Render every line of the rows below as a JSON list of strings, one string per line, leaving out any blank lines.

● ● ● ●

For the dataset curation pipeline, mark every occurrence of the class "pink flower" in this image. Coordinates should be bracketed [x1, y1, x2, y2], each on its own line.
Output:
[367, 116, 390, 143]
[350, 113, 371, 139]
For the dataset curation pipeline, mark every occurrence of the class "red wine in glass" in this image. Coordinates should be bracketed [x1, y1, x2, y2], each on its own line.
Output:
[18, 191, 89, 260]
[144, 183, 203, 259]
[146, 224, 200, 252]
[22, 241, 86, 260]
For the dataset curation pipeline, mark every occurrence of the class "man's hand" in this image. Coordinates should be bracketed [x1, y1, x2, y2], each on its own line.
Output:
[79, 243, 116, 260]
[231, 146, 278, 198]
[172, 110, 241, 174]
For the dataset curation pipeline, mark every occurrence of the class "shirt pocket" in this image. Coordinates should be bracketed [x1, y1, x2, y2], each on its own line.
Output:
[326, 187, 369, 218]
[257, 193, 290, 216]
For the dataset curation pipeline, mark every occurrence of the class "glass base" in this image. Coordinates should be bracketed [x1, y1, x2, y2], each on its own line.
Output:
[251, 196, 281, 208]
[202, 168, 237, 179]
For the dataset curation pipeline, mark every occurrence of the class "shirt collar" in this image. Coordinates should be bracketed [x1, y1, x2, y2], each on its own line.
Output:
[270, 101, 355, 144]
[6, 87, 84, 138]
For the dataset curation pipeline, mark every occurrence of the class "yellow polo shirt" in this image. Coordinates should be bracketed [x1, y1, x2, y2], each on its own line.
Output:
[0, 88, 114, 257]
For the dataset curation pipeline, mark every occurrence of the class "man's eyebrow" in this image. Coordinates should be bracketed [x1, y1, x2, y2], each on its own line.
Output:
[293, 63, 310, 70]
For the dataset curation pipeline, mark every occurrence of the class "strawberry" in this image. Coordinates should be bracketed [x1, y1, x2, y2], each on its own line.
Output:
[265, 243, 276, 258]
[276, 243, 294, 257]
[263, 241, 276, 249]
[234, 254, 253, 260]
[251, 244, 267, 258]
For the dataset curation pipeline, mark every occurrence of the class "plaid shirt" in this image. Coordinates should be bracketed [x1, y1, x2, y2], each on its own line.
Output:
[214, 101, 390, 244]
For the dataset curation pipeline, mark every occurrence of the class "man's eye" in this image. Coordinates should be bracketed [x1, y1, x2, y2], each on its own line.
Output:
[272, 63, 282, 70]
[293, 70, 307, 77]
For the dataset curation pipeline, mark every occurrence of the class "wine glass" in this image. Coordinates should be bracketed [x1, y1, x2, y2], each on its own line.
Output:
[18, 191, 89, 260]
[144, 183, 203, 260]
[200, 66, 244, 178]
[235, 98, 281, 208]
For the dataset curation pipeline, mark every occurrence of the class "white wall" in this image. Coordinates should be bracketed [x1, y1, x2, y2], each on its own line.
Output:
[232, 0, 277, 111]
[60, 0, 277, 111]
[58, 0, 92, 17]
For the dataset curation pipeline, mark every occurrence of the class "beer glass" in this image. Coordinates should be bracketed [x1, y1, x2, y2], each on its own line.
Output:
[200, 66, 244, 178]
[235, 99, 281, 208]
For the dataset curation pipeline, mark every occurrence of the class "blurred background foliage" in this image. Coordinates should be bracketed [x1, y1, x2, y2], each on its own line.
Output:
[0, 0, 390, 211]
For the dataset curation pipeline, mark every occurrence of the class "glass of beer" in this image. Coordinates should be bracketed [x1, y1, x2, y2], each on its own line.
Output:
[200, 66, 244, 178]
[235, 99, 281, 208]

● ● ● ●

Final result |
[
  "For the dataset curation pipeline, mark every occurrence of the class \"pink flower\" in this image. Coordinates should be bracketed [x1, y1, x2, y2], each on its own line.",
  "Output:",
  "[367, 116, 390, 143]",
  "[350, 113, 371, 139]",
  "For the dataset curation pipeline, mark every occurrence of the class \"red wine in glass\" in this image. Coordinates should be bracketed [x1, y1, x2, y2], each on its own line.",
  "Output:",
  "[18, 191, 89, 260]",
  "[144, 183, 203, 259]",
  "[146, 224, 200, 252]",
  "[22, 241, 86, 260]",
  "For the dataset curation pipeline, mark every occurrence of the class \"man's hand\" in this image. Coordinates should be bracketed [x1, y1, x2, y2], each on its own line.",
  "Output:",
  "[79, 243, 116, 260]",
  "[231, 146, 278, 198]",
  "[172, 110, 241, 174]",
  "For the dataset curation pipeline, mark every occurrence of the class \"shirt pocket\" in this image. Coordinates should be bracketed [x1, y1, x2, y2], each on its own line.",
  "Output:",
  "[326, 187, 369, 218]",
  "[257, 193, 290, 216]",
  "For the dataset curation pipeline, mark every occurrence of the class \"glass base\" in this image. Coordinates should be bracketed [x1, y1, x2, y2], each on its own line.",
  "Output:",
  "[251, 196, 281, 208]",
  "[202, 168, 237, 179]",
  "For the dataset curation pipeline, mark every occurrence of the class \"shirt collar\" in this image. Coordinates should be bracketed [x1, y1, x2, y2], each on its own line.",
  "Output:",
  "[270, 101, 355, 144]",
  "[6, 87, 84, 138]",
  "For the dataset curation pipeline, mark every occurrence of the class \"yellow polo shirt\" in this image. Coordinates should be bracketed [x1, y1, x2, y2], each on its own line.",
  "Output:",
  "[0, 88, 114, 257]",
  "For the dataset curation pipeline, mark every occurrence of the class \"man's eyebrow\" in this image. Coordinates should be bracketed [x1, y1, x2, y2], each on its own line.",
  "Output:",
  "[293, 63, 310, 70]",
  "For the dataset curation pipeline, mark every occurrence of the class \"strawberry\" in this image. Coordinates should be bracketed [x1, y1, x2, y2], each on its own line.",
  "Output:",
  "[265, 243, 276, 258]",
  "[276, 243, 294, 257]",
  "[263, 241, 276, 249]",
  "[234, 254, 253, 260]",
  "[251, 244, 267, 258]",
  "For the dataset curation pipeline, mark every occurrence of the class \"plaid shirt\" in this image. Coordinates should be bracketed [x1, y1, x2, y2], each on its own line.",
  "Output:",
  "[214, 101, 390, 244]",
  "For the dataset curation pipeline, mark every occurrence of the class \"man's eye\" in this image. Coordinates should be bracketed [x1, y1, x2, y2], each on its own line.",
  "Output:",
  "[272, 63, 282, 70]",
  "[293, 70, 307, 77]",
  "For the dataset curation pipeline, mark every occurrence of the class \"wine glass\" in this image. Coordinates should be bracketed [x1, y1, x2, y2], each on its own line.",
  "Output:",
  "[18, 191, 89, 260]",
  "[144, 183, 203, 260]",
  "[200, 66, 244, 178]",
  "[235, 98, 281, 208]",
  "For the dataset curation pipeline, mark every occurrence of the class \"white wall\" in this image. Coordinates should be bracketed [x1, y1, x2, y2], each on its own line.",
  "Output:",
  "[232, 0, 277, 111]",
  "[60, 0, 277, 111]",
  "[58, 0, 92, 17]",
  "For the dataset curation pipeline, mark every occurrence of the class \"beer glass\" in this image. Coordinates should be bracketed [x1, y1, x2, y2], each on its own line.",
  "Output:",
  "[200, 66, 244, 178]",
  "[235, 99, 281, 208]",
  "For the dataset curation pipeline, mark every occurrence of the class \"blurred background foliage\" in this image. Coordinates should be bracketed [x1, y1, x2, y2], each on its own line.",
  "Output:",
  "[0, 0, 390, 211]",
  "For the dataset curation pipeline, mark every occurrence of the class \"glass of beer\" in this image. Coordinates should be bracketed [x1, y1, x2, y2], each on its own line.",
  "Output:",
  "[200, 66, 244, 178]",
  "[235, 99, 281, 208]"
]